• **EXCERPT**:
== == ==
Alison O’ Daniel – Social Tone

Alison O’ Daniel, given the term Social Tone, processed a series of Skype sessions – a live collaboration with hard of hearing friends where repeated, indecipherable, and filtered communication of parts of her film script will then be utilized as new text, dialogue and sound within the script.

“Breathing Isn’t Silent”- Alison O’Daniel

It’s called Breathing Isn’t Silent. It’s a frame by frame slowdown of every moment in Nancy Holt and Richard Serra’s Boomerang where they have audio problems and it is combined with the frame by frame slowdown of an interview with a Deaf woman (voiced through a speaking hearing interpreter) about her experiences with sound as a meditator.


Kathleen Kim – Social Slur

Kathleen Kim, a prolific advocate for civil and immigration rights, added Social Slur to Social Residency.  In early conversations, Kim had considered the term a playful albeit literal alliteration. The ambiguous connotation of slur also seemed broad enough to include the group dialogue on social justice themes blurred with music improvisation, that Kathleen contemplated.  Further conversations invoked multiple meanings of “slur,” from music symbol, inebriated speech, to racial epithet.
== == ==
• **INSTRUCTIONS**:
A: Decide whether each statement agrees with the Social Residency excerpt, answering yes or no and quoting the words that settle it: (i) Breathing Isn't Silent pairs slowed moments from Boomerang with a slowed interview with a Deaf woman; (ii) O'Daniel's Skype sessions were held with hearing interpreters; (iii) Kim first thought of Social Slur as a serious term.
B: Extend the Social Residency excerpt with the passage that comes after its last sentence.
These items have no connection to the Social Residency excerpt.

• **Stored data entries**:
== == ==
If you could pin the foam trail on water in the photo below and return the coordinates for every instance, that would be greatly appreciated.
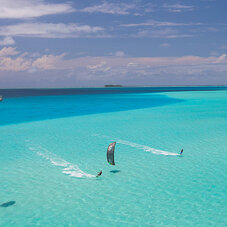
(67, 167)
(146, 148)
(141, 147)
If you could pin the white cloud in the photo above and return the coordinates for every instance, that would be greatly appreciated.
(177, 8)
(8, 51)
(166, 33)
(12, 60)
(22, 9)
(119, 53)
(7, 41)
(154, 23)
(49, 30)
(110, 8)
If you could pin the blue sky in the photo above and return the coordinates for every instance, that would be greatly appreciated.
(84, 43)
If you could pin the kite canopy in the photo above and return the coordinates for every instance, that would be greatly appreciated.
(110, 153)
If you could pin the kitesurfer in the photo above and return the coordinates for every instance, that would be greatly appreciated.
(181, 151)
(99, 174)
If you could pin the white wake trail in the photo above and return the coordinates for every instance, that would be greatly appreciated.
(67, 167)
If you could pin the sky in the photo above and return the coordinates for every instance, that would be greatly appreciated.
(90, 43)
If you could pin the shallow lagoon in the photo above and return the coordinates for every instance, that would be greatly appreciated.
(53, 146)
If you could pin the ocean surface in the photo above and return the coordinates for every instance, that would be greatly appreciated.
(53, 142)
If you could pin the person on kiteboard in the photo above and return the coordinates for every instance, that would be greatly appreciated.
(99, 174)
(181, 151)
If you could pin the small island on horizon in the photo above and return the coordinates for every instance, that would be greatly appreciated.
(113, 85)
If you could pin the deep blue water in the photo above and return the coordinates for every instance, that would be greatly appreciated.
(116, 90)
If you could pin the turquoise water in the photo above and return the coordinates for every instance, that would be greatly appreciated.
(52, 147)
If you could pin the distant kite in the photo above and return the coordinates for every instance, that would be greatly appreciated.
(110, 153)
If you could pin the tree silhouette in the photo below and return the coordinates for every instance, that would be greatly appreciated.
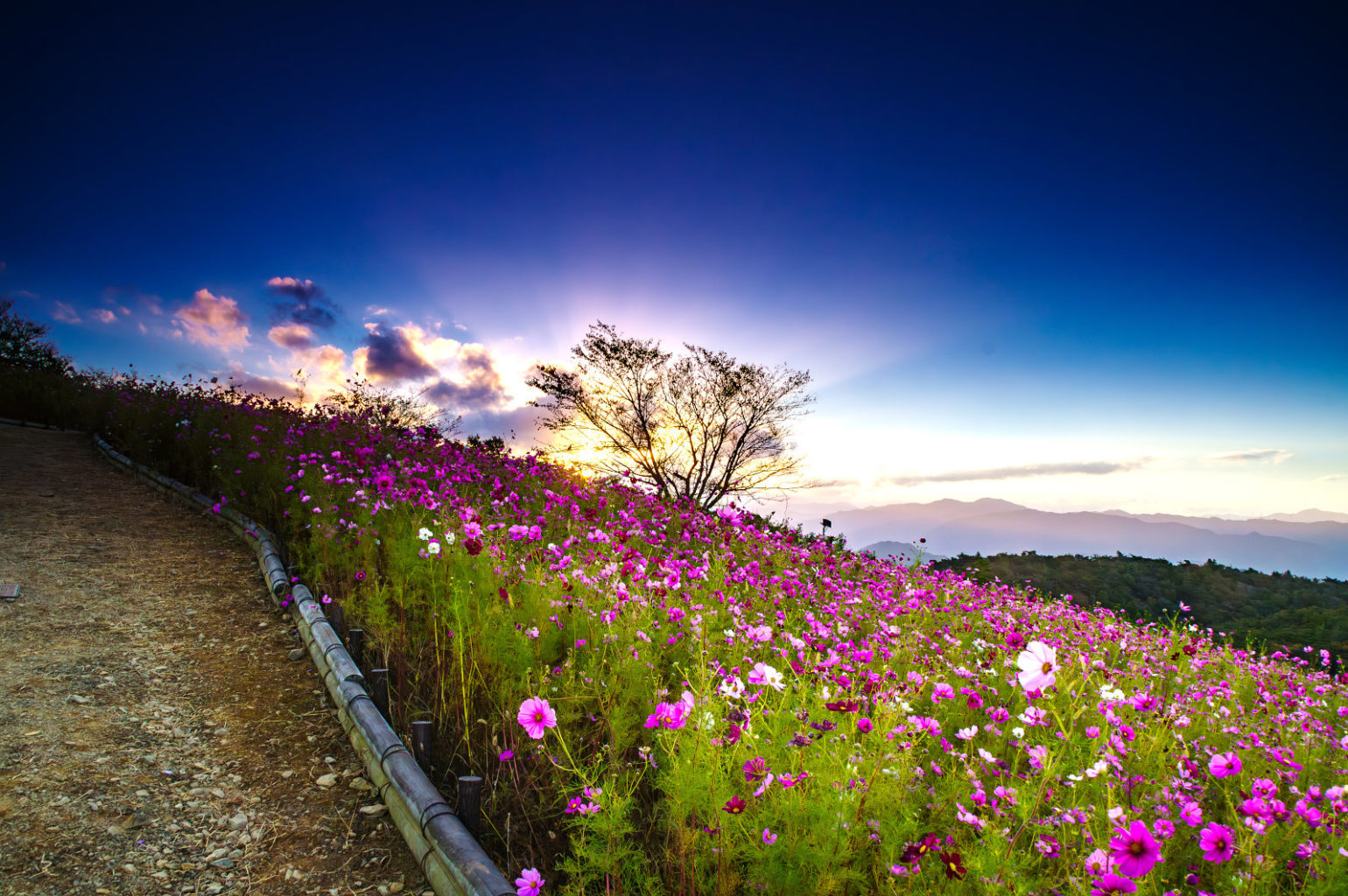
(23, 344)
(701, 426)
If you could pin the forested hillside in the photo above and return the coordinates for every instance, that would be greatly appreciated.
(1275, 611)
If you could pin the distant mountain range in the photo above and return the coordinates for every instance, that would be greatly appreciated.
(1310, 543)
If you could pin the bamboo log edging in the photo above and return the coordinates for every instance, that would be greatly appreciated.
(449, 856)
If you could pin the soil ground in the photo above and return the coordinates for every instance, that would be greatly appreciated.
(154, 736)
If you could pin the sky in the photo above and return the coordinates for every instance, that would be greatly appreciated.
(1073, 257)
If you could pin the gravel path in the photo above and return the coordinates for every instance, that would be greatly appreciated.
(154, 736)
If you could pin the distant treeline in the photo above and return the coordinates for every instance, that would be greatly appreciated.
(1271, 612)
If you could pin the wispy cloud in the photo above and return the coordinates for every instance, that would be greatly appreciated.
(391, 354)
(476, 387)
(291, 336)
(457, 376)
(65, 313)
(301, 302)
(214, 321)
(1257, 456)
(1088, 468)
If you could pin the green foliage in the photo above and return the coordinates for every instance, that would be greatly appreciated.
(1257, 609)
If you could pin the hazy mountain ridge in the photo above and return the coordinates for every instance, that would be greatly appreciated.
(990, 526)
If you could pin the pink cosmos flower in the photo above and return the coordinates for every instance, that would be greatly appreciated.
(1215, 843)
(529, 883)
(1111, 883)
(1099, 863)
(1225, 764)
(536, 716)
(1038, 663)
(1134, 849)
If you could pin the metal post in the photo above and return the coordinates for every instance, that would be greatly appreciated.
(421, 744)
(379, 690)
(356, 646)
(337, 618)
(469, 802)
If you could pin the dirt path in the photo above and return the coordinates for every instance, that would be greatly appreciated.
(154, 736)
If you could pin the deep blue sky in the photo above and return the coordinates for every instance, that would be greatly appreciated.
(999, 239)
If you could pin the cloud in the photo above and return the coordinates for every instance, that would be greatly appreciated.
(65, 313)
(1088, 468)
(457, 376)
(302, 302)
(214, 321)
(477, 387)
(1275, 456)
(256, 384)
(391, 354)
(291, 336)
(516, 422)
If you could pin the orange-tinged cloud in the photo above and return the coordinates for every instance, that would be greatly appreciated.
(214, 321)
(457, 376)
(291, 336)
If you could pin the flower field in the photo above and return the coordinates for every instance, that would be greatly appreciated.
(666, 701)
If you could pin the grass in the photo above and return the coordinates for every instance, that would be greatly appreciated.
(734, 706)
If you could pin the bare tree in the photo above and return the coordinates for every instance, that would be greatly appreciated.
(701, 426)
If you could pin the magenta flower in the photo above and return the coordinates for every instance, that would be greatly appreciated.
(1110, 884)
(1225, 764)
(1215, 843)
(755, 770)
(1134, 849)
(536, 716)
(1038, 663)
(529, 883)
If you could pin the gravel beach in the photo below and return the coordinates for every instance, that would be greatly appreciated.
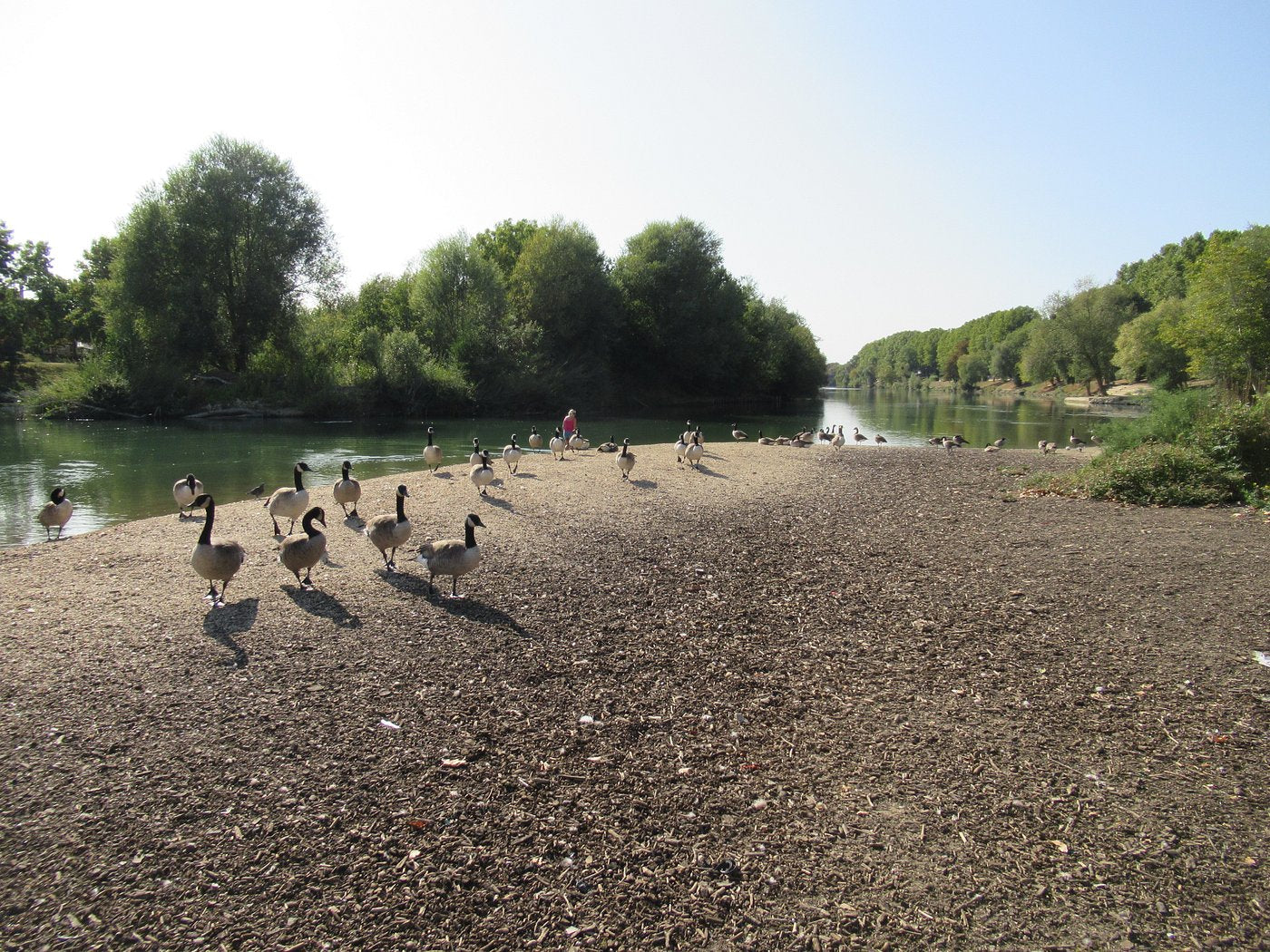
(799, 698)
== == ==
• **WRITTEN ANSWERS**:
A:
(i) Yes: "it is combined with the frame by frame slowdown of an interview with a Deaf woman"
(ii) No: "a live collaboration with hard of hearing friends"
(iii) No: "Kim had considered the term a playful albeit literal alliteration"

B:
Originally scheduled as a impromptu dialogue about  social  justice themes present in her work, Kim wanted  sound improvisation involving audience participation to blur and bleed into the conversation and create a starting point for communication.  However this event ( Sunday March 15, 4-6pm) had to be re-cast as a small workshop conducted via zoom as Social Distancing was implemented.

Social Slur Group Dialogue and Open Jam – 3.15.20


Angel Chirnside – Social Action

And as most stories have a beginning, middle, and end, Angel Chirnside will prove otherwise. Intercepting with Bassett’s relational intersections, Chirnside provides the most significant building block to Social Action – literacy.  In a participatory intergenerational (kid-friendly) reading room, she will facilitate storytelling with visitors, with special attention to kids, utilizing colorful felt cutouts she has made, with no scripted story in mind, that can be rearranged by visitors to tell new stories with varied outcomes.  The felt pieces provide catalysts for a variety of narratives.

Here were here event instructions (though unable to execute due to Covid19:

The reading room will be stocked with picture books from the library. These should be suitable for anyone from very young readers and up. Visit, sit, read to one another. There will also be a large felt board with pieces and shapes that you can arrange and re-arrange. Play and make up your own collages or stories. We will photograph the table at regular intervals to document the interpretations visitors make over the course of the show.

Angel will sit in at the reading room for unstructured storytimes/reading hangouts on Sunday 1-3, Monday 11-1, and Tuesday 12-2. During these times they will read books to you if you want, play felts and make up stories, and be available to chat about reading, storytelling, playing, narrativisation, and whatever else comes up.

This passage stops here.